**DIRECTIONS FOR THIS TASK:** Both ends included, restate word for word the lines from the first line of the listing through the line containing "positive clicks: (48, 97) (49, 101)". Leave the pictures out.

== INPUT RECORDS

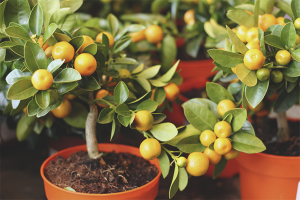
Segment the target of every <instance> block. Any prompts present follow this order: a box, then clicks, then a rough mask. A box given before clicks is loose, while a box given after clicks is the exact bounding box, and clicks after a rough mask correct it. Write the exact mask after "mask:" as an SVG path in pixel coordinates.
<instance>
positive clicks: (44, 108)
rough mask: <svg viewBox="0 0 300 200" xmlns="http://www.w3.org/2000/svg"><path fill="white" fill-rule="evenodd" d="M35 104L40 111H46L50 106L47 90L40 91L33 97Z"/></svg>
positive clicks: (48, 97) (49, 101)
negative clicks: (46, 108)
mask: <svg viewBox="0 0 300 200" xmlns="http://www.w3.org/2000/svg"><path fill="white" fill-rule="evenodd" d="M35 102H36V103H37V105H38V106H39V107H40V108H41V109H43V110H44V109H46V108H47V107H48V106H49V104H50V94H49V92H48V91H47V90H41V91H39V92H38V93H36V95H35Z"/></svg>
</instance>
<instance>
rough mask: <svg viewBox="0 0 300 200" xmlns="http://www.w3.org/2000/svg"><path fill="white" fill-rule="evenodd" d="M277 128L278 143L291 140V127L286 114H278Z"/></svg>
mask: <svg viewBox="0 0 300 200" xmlns="http://www.w3.org/2000/svg"><path fill="white" fill-rule="evenodd" d="M277 127H278V133H277V139H278V142H284V141H287V140H289V138H290V132H289V126H288V122H287V118H286V112H281V113H278V114H277Z"/></svg>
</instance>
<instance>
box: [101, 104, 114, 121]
mask: <svg viewBox="0 0 300 200" xmlns="http://www.w3.org/2000/svg"><path fill="white" fill-rule="evenodd" d="M114 116H115V111H114V109H112V108H103V109H102V110H101V112H100V114H99V117H98V123H100V124H108V123H111V122H112V121H113V119H114Z"/></svg>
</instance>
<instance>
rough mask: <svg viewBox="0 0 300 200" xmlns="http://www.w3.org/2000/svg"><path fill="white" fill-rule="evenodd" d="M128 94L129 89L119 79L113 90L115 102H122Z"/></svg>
mask: <svg viewBox="0 0 300 200" xmlns="http://www.w3.org/2000/svg"><path fill="white" fill-rule="evenodd" d="M128 96H129V90H128V88H127V86H126V84H125V83H124V82H123V81H120V82H119V83H118V84H117V86H116V87H115V90H114V98H115V101H116V102H117V104H121V103H124V102H125V101H126V100H127V99H128Z"/></svg>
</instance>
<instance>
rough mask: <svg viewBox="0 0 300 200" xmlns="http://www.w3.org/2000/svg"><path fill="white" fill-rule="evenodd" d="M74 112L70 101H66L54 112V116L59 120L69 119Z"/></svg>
mask: <svg viewBox="0 0 300 200" xmlns="http://www.w3.org/2000/svg"><path fill="white" fill-rule="evenodd" d="M71 111H72V105H71V102H70V101H69V100H68V99H64V101H63V102H61V104H60V105H59V106H58V107H57V108H55V109H53V110H52V114H53V115H54V116H55V117H57V118H64V117H67V116H68V115H69V114H70V113H71Z"/></svg>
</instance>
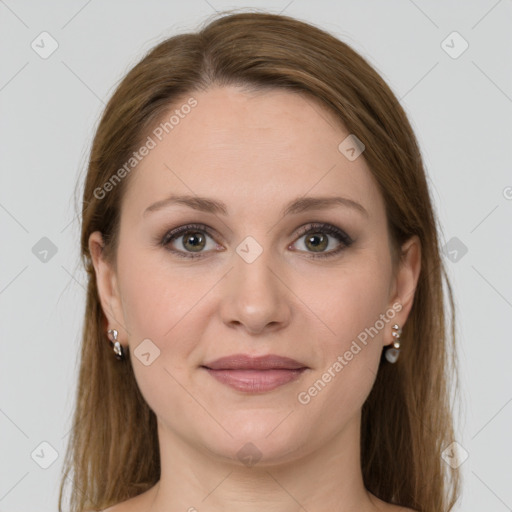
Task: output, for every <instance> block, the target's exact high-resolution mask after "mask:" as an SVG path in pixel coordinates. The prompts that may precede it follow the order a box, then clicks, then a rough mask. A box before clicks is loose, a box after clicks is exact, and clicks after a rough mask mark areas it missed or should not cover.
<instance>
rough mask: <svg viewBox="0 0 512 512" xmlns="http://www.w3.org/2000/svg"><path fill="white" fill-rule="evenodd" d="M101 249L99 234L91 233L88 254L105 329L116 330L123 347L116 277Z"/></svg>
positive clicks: (123, 315)
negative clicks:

====

**SOLUTION:**
Segment the target of every <instance> block. Any prompts present follow this order: a box, then clicks, then a rough mask. A box given before clicks is loose, while a box given after clicks is the exact bounding box, and clicks after a rough mask correct it. Write the exact mask after "mask:" as an SVG path in pixel coordinates.
<instance>
positive clicks: (44, 108)
rough mask: <svg viewBox="0 0 300 200" xmlns="http://www.w3.org/2000/svg"><path fill="white" fill-rule="evenodd" d="M35 104L40 111H46L50 106L47 90L40 91L33 97Z"/></svg>
positive clicks: (48, 97) (49, 101)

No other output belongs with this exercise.